> _REQUEST 1_: According to the passage on Hong Kong below, in what year was the city handed back to Beijing?
> _REQUEST 2_: Extend the passage on Hong Kong below from its final sentence.

> _SOURCE EXCERPT_:

start

We marvel at Hong Kong every time we visit it.
Not for its glitz and glamour, restaurants, or shopping.
Adrienne Mong / NBC News
Hong Kong is prized as much for its rule of law as for its iconic skyline.
But because even though it sits on the edge of mainland China, was handed back to Beijing in 1997 and has more than its fair share of folks kowtowing to the central government up north, it's still not China.
In Hong Kong, we can access anything we want on the Internet without having to resort to using a proxy server.
In Hong Kong, a ragtag group of Falun Gong followers has a permanent stakeout by the Wanchai ferry pier.
In Hong Kong, large banners decrying the banks or injustices decorate prominent buildings in the Central business district.
In Hong Kong, people still take to the streets to mark the 1989 Tiananmen Square protests or rally to secure the release of imprisoned mainland Chinese activists like Zhao Lianhai.
And it’s the place where many mainland Chinese students who don’t want to study in the West will choose to pursue graduate studies in journalism, because while Hong Kong “is Chinese,” one such student told me recently, “it is not China.”

end

> _EXCERPTED RECORDS_:
start

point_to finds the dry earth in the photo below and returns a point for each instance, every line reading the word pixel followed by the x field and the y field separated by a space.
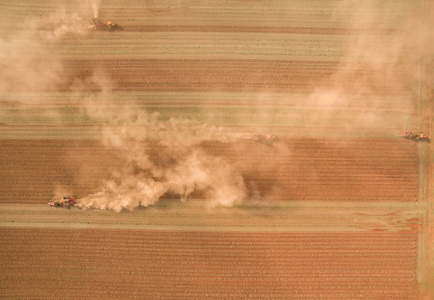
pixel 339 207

end
start

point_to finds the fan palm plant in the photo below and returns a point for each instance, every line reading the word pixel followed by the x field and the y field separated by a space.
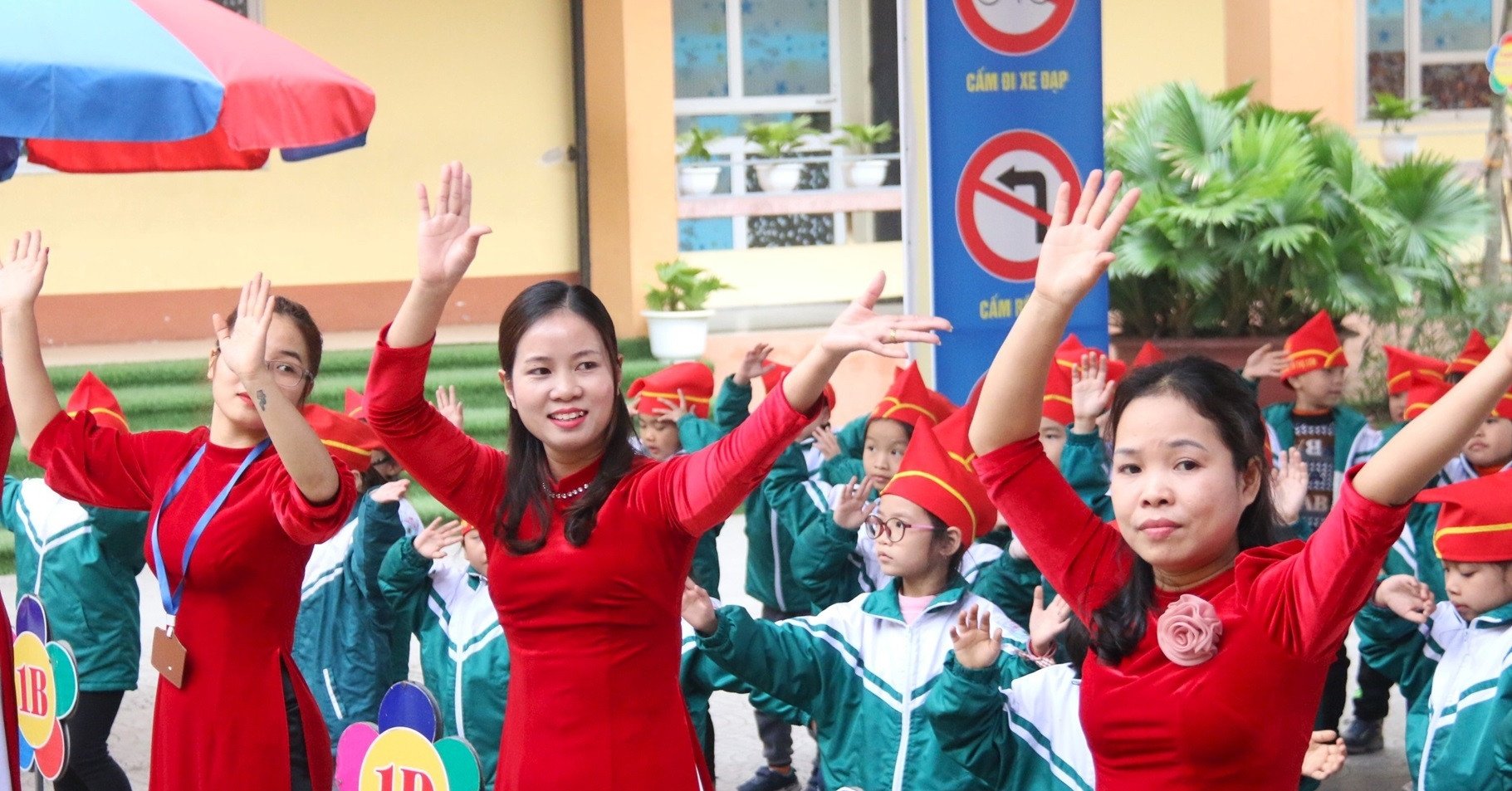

end

> _FINAL ANSWER 1_: 1997

> _FINAL ANSWER 2_:
Retrial tests Hong Kong's judiciary system
This tiny miracle of a place has managed to maintain its identity as an autonomous territory that values Western freedoms despite all the death-knell cries leading up to the handover from the British to Beijing 14 years ago. And, critically, it still enjoys a legal system independent of mainland China, one which is based on English common law.
But it’s a precious balance.
A retrial for Nancy Kissel, a Michigan native charged with the 2003 murder of her husband, Robert, a Merrill Lynch investment banker from New Jersey started Tuesday. His body was found bundled up in a carpet in the basement storeroom of their luxury apartment in an exclusive hillside compound overlooking Hong Kong island.
It was alleged back then that Kissel had drugged him with a milkshake laced with sedatives, thereby earning the case the “Milkshake Murder” moniker, and then bludgeoned him with a brass ornament. She was convicted of murder in 2005 and sentenced to prison for life; her subsequent appeal in 2008 was rejected.
However, early last year, the Court of Final Appeal – Hong Kong’s highest court – overturned the conviction, citing a series of errors in the first trial.
Although the murder case drew widespread news coverage for apparently underscoring the mix of sex, money, and drugs in Hong Kong’s expat high-life society, it’s now attracting attention for an entirely different reason.
The value of rule of law
“People have begun to question - because of the Kissel and other cases - whether the system is meting out equal justice to everybody,” said Francis Moriarty, an RTHK senior political reporter who also chairs the Press Freedom Committee of the Foreign Correspondents Club in Hong Kong.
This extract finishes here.